## Extracted data
+++

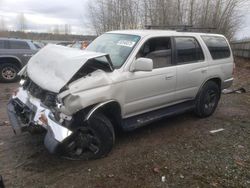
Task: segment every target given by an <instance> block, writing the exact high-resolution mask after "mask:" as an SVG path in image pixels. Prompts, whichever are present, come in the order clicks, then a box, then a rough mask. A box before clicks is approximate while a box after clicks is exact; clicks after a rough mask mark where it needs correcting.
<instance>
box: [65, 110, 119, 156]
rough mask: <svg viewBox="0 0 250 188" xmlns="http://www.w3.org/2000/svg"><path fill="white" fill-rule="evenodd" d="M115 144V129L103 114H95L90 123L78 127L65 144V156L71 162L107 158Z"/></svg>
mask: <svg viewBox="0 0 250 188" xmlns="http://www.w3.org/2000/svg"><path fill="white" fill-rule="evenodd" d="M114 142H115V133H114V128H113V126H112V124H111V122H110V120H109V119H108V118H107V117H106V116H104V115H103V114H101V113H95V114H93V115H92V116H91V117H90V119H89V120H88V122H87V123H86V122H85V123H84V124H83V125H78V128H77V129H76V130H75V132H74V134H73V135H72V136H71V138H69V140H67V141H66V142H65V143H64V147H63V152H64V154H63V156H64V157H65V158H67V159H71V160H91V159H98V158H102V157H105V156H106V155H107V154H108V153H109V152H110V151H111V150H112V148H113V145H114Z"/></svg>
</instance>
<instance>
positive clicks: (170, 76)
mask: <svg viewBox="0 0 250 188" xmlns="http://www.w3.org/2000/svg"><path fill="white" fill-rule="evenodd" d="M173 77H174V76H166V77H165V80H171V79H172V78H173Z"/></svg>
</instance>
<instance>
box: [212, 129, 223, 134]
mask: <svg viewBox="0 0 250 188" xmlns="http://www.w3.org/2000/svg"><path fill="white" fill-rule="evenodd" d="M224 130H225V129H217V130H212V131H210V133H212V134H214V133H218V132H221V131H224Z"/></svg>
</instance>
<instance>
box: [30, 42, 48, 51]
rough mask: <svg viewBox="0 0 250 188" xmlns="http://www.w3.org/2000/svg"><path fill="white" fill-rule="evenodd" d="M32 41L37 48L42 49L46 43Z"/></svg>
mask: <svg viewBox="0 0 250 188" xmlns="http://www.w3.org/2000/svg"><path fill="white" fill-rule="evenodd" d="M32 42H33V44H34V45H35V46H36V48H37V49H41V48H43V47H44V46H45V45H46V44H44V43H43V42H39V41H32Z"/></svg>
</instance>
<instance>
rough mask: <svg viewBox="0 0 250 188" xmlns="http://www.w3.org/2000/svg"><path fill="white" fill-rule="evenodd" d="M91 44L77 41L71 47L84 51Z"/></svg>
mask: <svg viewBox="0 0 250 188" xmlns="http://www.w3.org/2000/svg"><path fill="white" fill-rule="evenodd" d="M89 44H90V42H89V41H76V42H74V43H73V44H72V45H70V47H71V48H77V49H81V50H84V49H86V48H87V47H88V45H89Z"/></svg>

+++

## Assignment
The images are to be left out while the entries are written out exactly.

## Output below
Task: segment every target given by an <instance> block, writing the exact high-resolution mask after "mask:" as an SVG path in image pixels. Prompts, whichever are present, come in the order clicks, then a box, then a rough mask. A box before clicks is approximate while a box after clicks is exact; clicks after a rough mask mark where it needs correcting.
<instance>
box: [65, 110, 119, 156]
rough mask: <svg viewBox="0 0 250 188" xmlns="http://www.w3.org/2000/svg"><path fill="white" fill-rule="evenodd" d="M115 144V129L103 114H95L90 123L78 127L65 144V156L71 162L107 158Z"/></svg>
mask: <svg viewBox="0 0 250 188" xmlns="http://www.w3.org/2000/svg"><path fill="white" fill-rule="evenodd" d="M114 142H115V133H114V128H113V126H112V124H111V122H110V120H109V119H108V118H107V117H106V116H104V115H103V114H101V113H95V114H93V115H92V116H91V117H90V119H89V120H88V122H87V123H86V122H85V123H84V124H83V125H78V128H77V129H76V130H75V132H74V134H73V135H72V136H71V138H69V140H67V141H66V142H65V143H64V147H63V152H64V154H63V156H64V157H65V158H67V159H71V160H91V159H98V158H102V157H105V156H106V155H107V154H108V153H109V152H110V151H111V150H112V148H113V145H114Z"/></svg>
</instance>
<instance>
positive clicks: (170, 76)
mask: <svg viewBox="0 0 250 188" xmlns="http://www.w3.org/2000/svg"><path fill="white" fill-rule="evenodd" d="M173 77H174V76H166V77H165V80H171V79H172V78H173Z"/></svg>
</instance>
<instance>
box: [212, 129, 223, 134]
mask: <svg viewBox="0 0 250 188" xmlns="http://www.w3.org/2000/svg"><path fill="white" fill-rule="evenodd" d="M224 130H225V129H217V130H212V131H210V133H212V134H214V133H218V132H221V131H224Z"/></svg>
</instance>
<instance>
box: [30, 42, 48, 51]
rough mask: <svg viewBox="0 0 250 188" xmlns="http://www.w3.org/2000/svg"><path fill="white" fill-rule="evenodd" d="M32 41L37 48L42 49L46 43Z"/></svg>
mask: <svg viewBox="0 0 250 188" xmlns="http://www.w3.org/2000/svg"><path fill="white" fill-rule="evenodd" d="M32 42H33V44H34V45H35V46H36V48H37V49H41V48H43V47H44V46H45V45H46V44H44V43H43V42H39V41H32Z"/></svg>
</instance>
<instance>
rough mask: <svg viewBox="0 0 250 188" xmlns="http://www.w3.org/2000/svg"><path fill="white" fill-rule="evenodd" d="M91 44L77 41L71 47L84 51Z"/></svg>
mask: <svg viewBox="0 0 250 188" xmlns="http://www.w3.org/2000/svg"><path fill="white" fill-rule="evenodd" d="M89 44H90V42H89V41H76V42H74V43H73V44H72V45H70V47H71V48H77V49H81V50H84V49H86V48H87V47H88V45H89Z"/></svg>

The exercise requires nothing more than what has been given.